What needs to be done — Swap "tag every instance with a pin" for "mark each instance with a point" everywhere it occurs in the entries below, and reproduce the entries otherwise unchanged. Leave the pictures out of your answer.

Listing —

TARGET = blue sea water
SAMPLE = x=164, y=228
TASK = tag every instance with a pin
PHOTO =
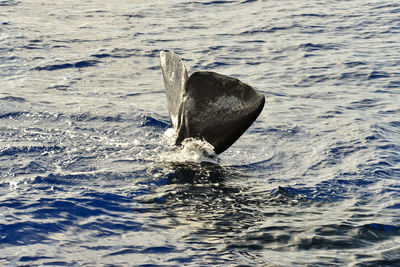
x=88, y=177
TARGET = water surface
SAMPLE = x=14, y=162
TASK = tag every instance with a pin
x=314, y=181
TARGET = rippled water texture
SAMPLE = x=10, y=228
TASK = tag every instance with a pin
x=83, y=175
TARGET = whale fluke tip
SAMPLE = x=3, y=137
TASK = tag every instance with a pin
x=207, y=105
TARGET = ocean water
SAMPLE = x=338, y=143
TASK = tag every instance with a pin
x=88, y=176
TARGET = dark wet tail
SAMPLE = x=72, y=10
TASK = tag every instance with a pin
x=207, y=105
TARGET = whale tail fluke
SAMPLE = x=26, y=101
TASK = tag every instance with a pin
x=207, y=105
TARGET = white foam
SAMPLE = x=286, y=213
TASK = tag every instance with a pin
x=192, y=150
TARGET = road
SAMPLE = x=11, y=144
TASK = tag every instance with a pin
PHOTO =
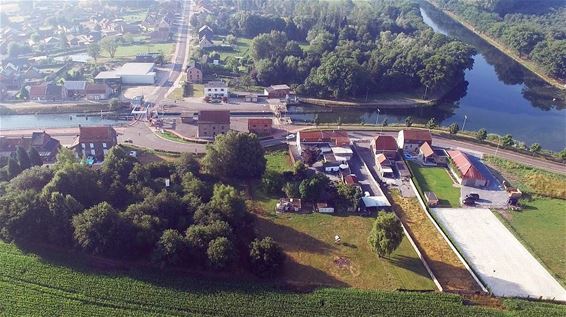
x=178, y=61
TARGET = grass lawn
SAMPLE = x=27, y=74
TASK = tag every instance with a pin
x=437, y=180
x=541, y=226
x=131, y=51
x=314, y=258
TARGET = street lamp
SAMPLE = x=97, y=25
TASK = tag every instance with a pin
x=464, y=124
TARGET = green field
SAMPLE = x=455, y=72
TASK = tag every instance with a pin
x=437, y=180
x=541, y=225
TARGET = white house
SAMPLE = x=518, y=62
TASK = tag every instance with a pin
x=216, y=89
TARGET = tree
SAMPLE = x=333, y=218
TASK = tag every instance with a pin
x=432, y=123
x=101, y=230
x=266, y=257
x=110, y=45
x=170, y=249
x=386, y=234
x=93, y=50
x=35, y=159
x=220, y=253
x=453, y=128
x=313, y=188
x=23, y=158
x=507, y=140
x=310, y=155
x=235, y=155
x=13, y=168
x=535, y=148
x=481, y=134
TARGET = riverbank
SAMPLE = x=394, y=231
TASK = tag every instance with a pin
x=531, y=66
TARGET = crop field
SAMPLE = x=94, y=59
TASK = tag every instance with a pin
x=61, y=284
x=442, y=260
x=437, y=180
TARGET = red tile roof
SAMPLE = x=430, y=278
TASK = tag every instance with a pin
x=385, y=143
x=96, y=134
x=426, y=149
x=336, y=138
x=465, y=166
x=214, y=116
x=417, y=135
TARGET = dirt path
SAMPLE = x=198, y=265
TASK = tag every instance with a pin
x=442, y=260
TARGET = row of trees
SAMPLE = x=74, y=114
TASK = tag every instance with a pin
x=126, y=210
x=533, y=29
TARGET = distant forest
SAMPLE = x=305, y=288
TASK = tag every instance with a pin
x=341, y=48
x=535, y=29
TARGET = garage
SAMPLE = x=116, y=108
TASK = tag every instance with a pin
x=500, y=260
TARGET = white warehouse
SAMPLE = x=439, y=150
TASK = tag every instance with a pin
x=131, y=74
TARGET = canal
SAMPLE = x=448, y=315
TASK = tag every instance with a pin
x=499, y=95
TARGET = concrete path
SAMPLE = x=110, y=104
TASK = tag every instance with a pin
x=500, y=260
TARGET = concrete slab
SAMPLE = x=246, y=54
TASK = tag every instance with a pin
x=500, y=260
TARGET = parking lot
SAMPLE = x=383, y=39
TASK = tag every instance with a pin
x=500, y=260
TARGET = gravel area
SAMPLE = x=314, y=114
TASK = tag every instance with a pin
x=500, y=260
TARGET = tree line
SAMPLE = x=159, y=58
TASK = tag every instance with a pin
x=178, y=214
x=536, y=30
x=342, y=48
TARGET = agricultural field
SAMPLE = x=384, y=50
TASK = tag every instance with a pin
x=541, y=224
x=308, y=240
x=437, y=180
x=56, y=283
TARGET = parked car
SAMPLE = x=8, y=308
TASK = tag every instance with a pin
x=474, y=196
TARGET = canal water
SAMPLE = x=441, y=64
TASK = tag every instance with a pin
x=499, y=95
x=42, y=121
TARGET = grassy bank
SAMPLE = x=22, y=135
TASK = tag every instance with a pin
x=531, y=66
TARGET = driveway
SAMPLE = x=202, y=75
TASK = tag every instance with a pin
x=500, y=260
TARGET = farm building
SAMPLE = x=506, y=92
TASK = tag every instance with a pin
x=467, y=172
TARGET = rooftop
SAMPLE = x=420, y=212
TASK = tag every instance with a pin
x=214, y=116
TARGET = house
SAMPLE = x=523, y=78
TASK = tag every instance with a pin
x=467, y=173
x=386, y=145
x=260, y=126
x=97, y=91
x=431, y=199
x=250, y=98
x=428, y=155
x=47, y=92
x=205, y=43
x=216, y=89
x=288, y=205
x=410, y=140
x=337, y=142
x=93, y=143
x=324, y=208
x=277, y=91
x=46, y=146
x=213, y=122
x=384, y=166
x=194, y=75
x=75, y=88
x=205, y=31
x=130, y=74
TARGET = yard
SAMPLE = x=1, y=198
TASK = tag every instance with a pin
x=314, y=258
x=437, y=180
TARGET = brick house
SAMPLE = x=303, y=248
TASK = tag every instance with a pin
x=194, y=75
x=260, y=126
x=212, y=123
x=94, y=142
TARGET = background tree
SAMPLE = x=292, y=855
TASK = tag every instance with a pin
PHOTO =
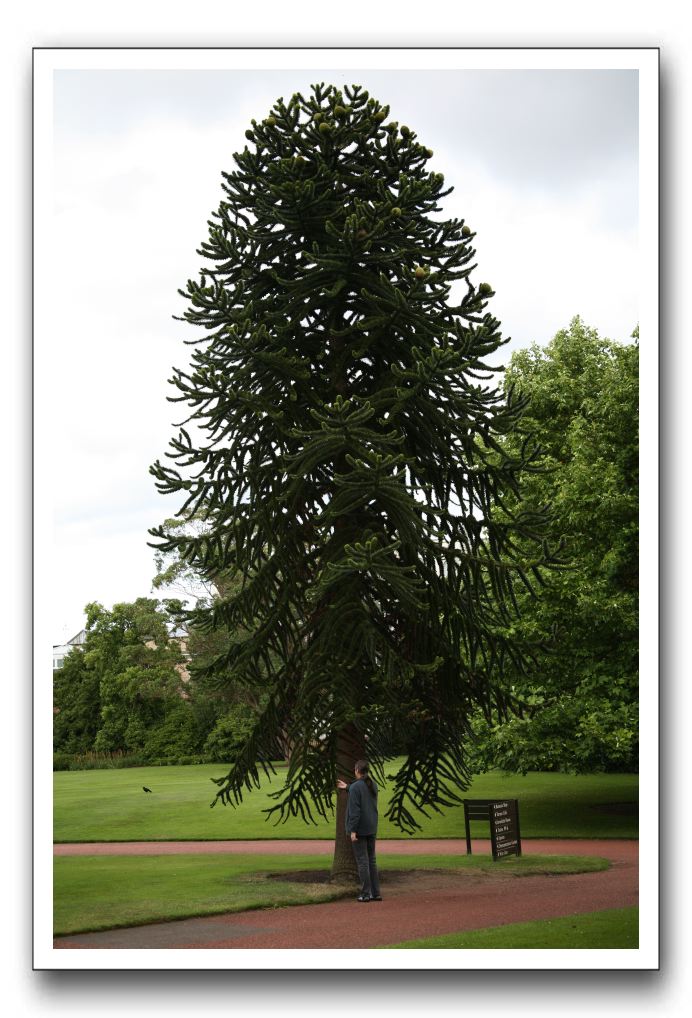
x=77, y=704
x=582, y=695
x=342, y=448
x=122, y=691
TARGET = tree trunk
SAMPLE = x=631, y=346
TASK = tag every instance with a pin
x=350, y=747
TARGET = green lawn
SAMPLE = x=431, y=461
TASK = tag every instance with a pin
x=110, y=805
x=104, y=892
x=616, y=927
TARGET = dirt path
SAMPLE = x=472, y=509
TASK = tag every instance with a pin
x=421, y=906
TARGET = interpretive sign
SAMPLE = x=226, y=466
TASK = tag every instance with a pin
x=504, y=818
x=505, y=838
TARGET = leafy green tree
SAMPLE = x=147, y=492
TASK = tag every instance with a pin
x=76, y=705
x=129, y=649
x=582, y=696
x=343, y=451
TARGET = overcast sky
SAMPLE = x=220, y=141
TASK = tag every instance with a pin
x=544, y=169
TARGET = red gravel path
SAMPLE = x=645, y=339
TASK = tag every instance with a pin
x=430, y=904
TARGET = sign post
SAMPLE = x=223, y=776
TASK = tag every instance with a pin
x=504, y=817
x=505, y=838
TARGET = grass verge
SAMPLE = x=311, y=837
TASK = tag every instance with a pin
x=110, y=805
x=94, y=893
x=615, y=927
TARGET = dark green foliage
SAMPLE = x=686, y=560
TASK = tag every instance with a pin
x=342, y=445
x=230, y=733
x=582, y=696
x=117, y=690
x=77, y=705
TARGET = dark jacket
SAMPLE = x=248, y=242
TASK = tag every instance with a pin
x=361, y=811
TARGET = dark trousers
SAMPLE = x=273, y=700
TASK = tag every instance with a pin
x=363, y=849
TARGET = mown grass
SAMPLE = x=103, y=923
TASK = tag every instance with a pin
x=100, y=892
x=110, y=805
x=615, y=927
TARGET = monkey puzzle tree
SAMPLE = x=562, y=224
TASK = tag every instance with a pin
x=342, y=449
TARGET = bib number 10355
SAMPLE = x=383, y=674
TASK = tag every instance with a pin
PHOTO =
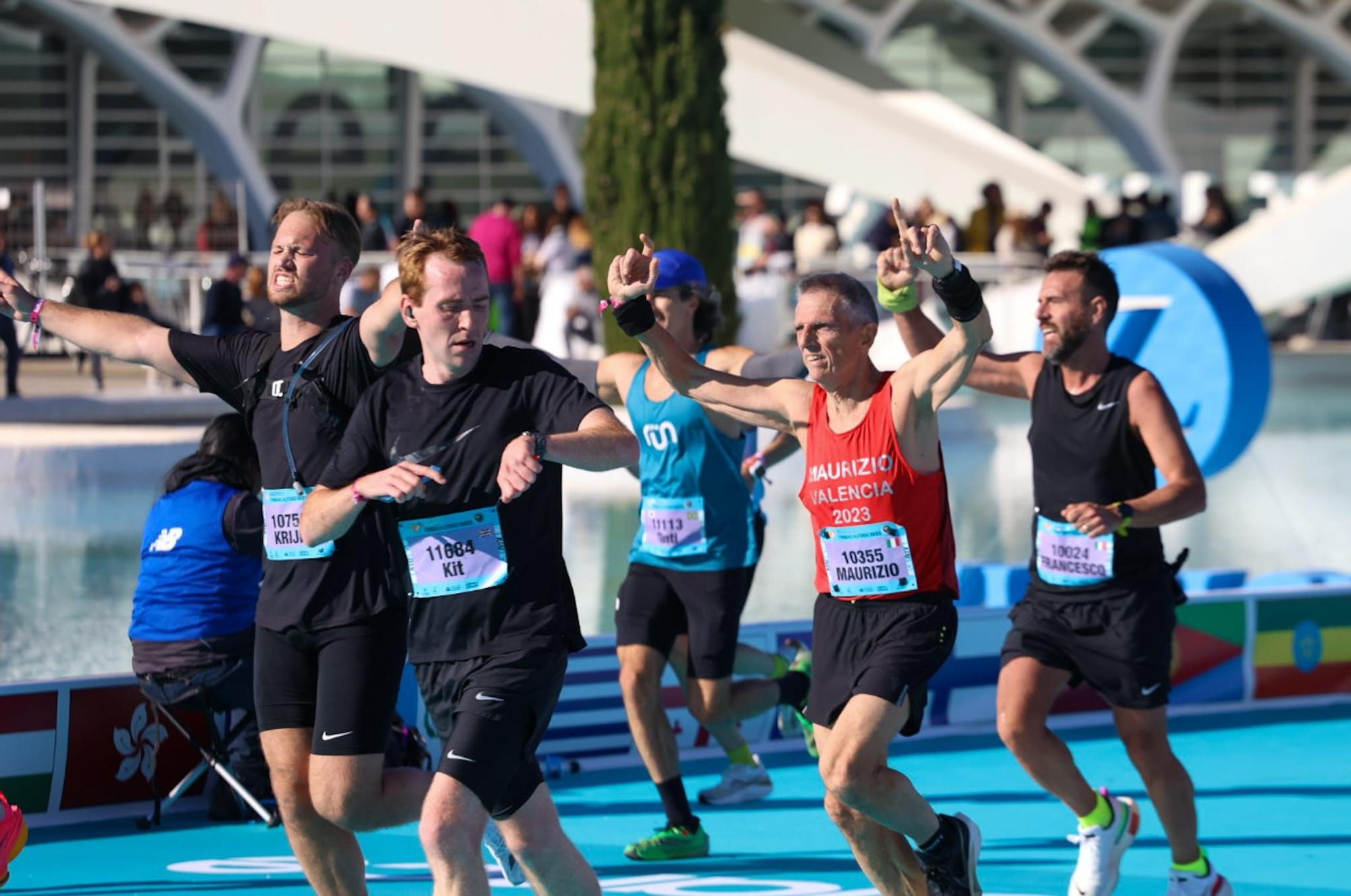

Output of the task —
TARGET = blue sea water
SAMPLE = x=164, y=228
TASK = mark each instance with a point
PHOTO =
x=88, y=177
TARGET = water surface
SAMPLE = x=14, y=162
TASK = mark each instance with a point
x=314, y=181
TARGET = rippled water texture
SAMPLE = x=10, y=228
TASK = mark each instance with a point
x=83, y=175
TARGET = whale fluke tip
SAMPLE = x=3, y=137
TASK = mark each instance with a point
x=207, y=105
TARGET = ocean water
SAMPLE = x=338, y=143
TASK = mark each instance with a point
x=88, y=176
TARGET = dark wet tail
SAMPLE = x=72, y=10
TASK = mark each instance with a point
x=207, y=105
TARGET = whale tail fluke
SAMPLE = x=26, y=101
TASK = mark each instance with a point
x=207, y=105
TARGET = white foam
SAMPLE = x=286, y=213
TASK = mark each instance with a point
x=192, y=150
TARGET = road
SAMPLE = x=11, y=144
TASK = mark each instance with a point
PHOTO =
x=178, y=61
TARGET = grass lawn
SAMPLE = x=27, y=74
TASK = mark each instance with a point
x=437, y=180
x=541, y=226
x=131, y=51
x=314, y=258
TARGET = street lamp
SAMPLE = x=97, y=25
TASK = mark each instance with a point
x=464, y=124
TARGET = green field
SAMPLE = x=455, y=72
TASK = mark each instance with a point
x=437, y=180
x=541, y=225
TARGET = white house
SAMPLE = x=518, y=62
TASK = mark each instance with a point
x=216, y=89
TARGET = tree
SAMPLE = x=333, y=218
TASK = mark each instance with a point
x=432, y=123
x=101, y=230
x=266, y=257
x=110, y=45
x=170, y=249
x=386, y=234
x=93, y=50
x=35, y=159
x=220, y=253
x=453, y=128
x=313, y=188
x=23, y=158
x=507, y=140
x=310, y=155
x=235, y=155
x=13, y=168
x=535, y=148
x=481, y=134
TARGET = riverbank
SAMPLE = x=394, y=231
TASK = mark each instance with a point
x=531, y=66
TARGET = crop field
SAMPLE = x=94, y=59
TASK = mark each instance with a point
x=61, y=284
x=442, y=260
x=437, y=180
TARGET = red tile roof
SAMPLE = x=430, y=278
TASK = mark each instance with a point
x=385, y=143
x=96, y=134
x=426, y=149
x=336, y=138
x=465, y=166
x=214, y=116
x=417, y=135
TARGET = dirt path
SAMPLE = x=198, y=265
TASK = mark each instance with a point
x=442, y=260
TARGET = row of trees
SAMPLE = x=74, y=114
TASK = mark each instance with a point
x=126, y=210
x=533, y=29
TARGET = distant forest
SAMPLE = x=305, y=288
TASK = mark each instance with a point
x=341, y=48
x=535, y=29
TARGET = garage
SAMPLE = x=116, y=108
TASK = mark each instance with a point
x=500, y=260
TARGET = white warehouse
SAMPLE = x=439, y=150
TASK = mark each instance with a point
x=131, y=74
TARGET = canal
SAMPLE = x=448, y=315
TASK = mark each instance with a point
x=499, y=95
TARGET = concrete path
SAMPLE = x=110, y=104
TASK = mark each instance with a point
x=500, y=260
TARGET = concrete slab
SAMPLE = x=246, y=54
TASK = mark each instance with a point
x=500, y=260
TARGET = parking lot
SAMPLE = x=383, y=39
TASK = mark each instance with a point
x=500, y=260
TARGET = gravel area
SAMPLE = x=314, y=114
TASK = mark each instance with a point
x=500, y=260
TARGET = tree line
SAMPLE = x=159, y=58
TASK = mark each instance with a point
x=178, y=214
x=536, y=30
x=342, y=48
TARGET = agricultural field
SAMPLE = x=384, y=50
TASK = mark each instance with a point
x=541, y=224
x=308, y=240
x=437, y=180
x=56, y=283
TARGET = parked car
SAMPLE = x=8, y=308
TASK = mark each instance with a point
x=474, y=196
TARGET = canal water
SAMPLE = x=441, y=64
TASK = mark each instance with a point
x=499, y=95
x=42, y=121
TARGET = grassy bank
SAMPLE = x=22, y=135
TASK = mark each instance with a point
x=531, y=66
TARGET = driveway
SAMPLE = x=202, y=75
TASK = mark each instance with a point
x=500, y=260
TARGET = farm building
SAMPLE = x=506, y=92
TASK = mark each instance with a point
x=467, y=172
TARGET = rooftop
SAMPLE = x=420, y=212
TASK = mark each instance with a point
x=214, y=116
TARGET = house
SAMPLE = x=523, y=78
TASK = mark each instance with a point
x=467, y=173
x=386, y=145
x=260, y=126
x=97, y=91
x=431, y=199
x=250, y=98
x=428, y=155
x=47, y=92
x=205, y=43
x=216, y=89
x=288, y=205
x=410, y=140
x=337, y=142
x=93, y=143
x=324, y=208
x=277, y=91
x=46, y=146
x=213, y=122
x=384, y=166
x=194, y=75
x=75, y=88
x=205, y=31
x=130, y=74
TARGET = yard
SAMPLE = x=1, y=198
TASK = mark each instance with a point
x=314, y=258
x=437, y=180
TARGET = brick house
SAMPLE = x=303, y=248
TASK = mark each instance with a point
x=194, y=75
x=260, y=126
x=212, y=123
x=94, y=142
TARGET = background tree
SAMPLE = x=292, y=855
TASK = mark each instance with a point
PHOTO =
x=77, y=704
x=582, y=695
x=342, y=448
x=122, y=691
TARGET = tree trunk
SAMPLE = x=631, y=346
TASK = mark each instance with a point
x=350, y=747
TARGET = green lawn
SAMPLE = x=431, y=461
TASK = mark each instance with a point
x=110, y=805
x=104, y=892
x=616, y=927
TARGET = dirt path
SAMPLE = x=472, y=509
TASK = mark each instance with a point
x=421, y=906
TARGET = interpretive sign
SAMPLE = x=226, y=466
TASK = mark each instance with a point
x=504, y=818
x=505, y=838
TARGET = leafy green tree
SAMPLE = x=147, y=492
TASK = mark each instance with a point
x=76, y=705
x=129, y=649
x=582, y=696
x=343, y=451
TARGET = overcast sky
SAMPLE = x=220, y=141
TASK = mark each instance with a point
x=544, y=169
TARGET = red gravel path
SAMPLE = x=645, y=339
TASK = mark each instance with a point
x=430, y=904
TARGET = sign post
SAMPLE = x=223, y=776
TASK = mark each instance with a point
x=504, y=817
x=505, y=838
TARGET = grass verge
SAMPLE = x=311, y=837
TASK = mark each instance with a point
x=110, y=805
x=94, y=893
x=615, y=927
TARGET = dark green foliage
SAMPLE = x=686, y=560
TASK = mark each instance with a point
x=342, y=445
x=230, y=733
x=582, y=696
x=117, y=690
x=77, y=705
TARGET = dark jacket
SAMPLE = x=248, y=242
TASK = mark each instance with a point
x=361, y=811
TARGET = dark trousers
SAMPLE = x=273, y=700
TASK = mark each instance with a point
x=363, y=849
TARGET = mown grass
SAMPLE = x=103, y=923
TASK = mark each instance with a point
x=100, y=892
x=110, y=805
x=615, y=927
TARGET = monkey puzzle tree
SAMPLE = x=562, y=224
TASK = mark each instance with a point
x=342, y=449
TARGET = bib number 10355
SAMPLE = x=383, y=674
TASK = mark each instance with a point
PHOTO =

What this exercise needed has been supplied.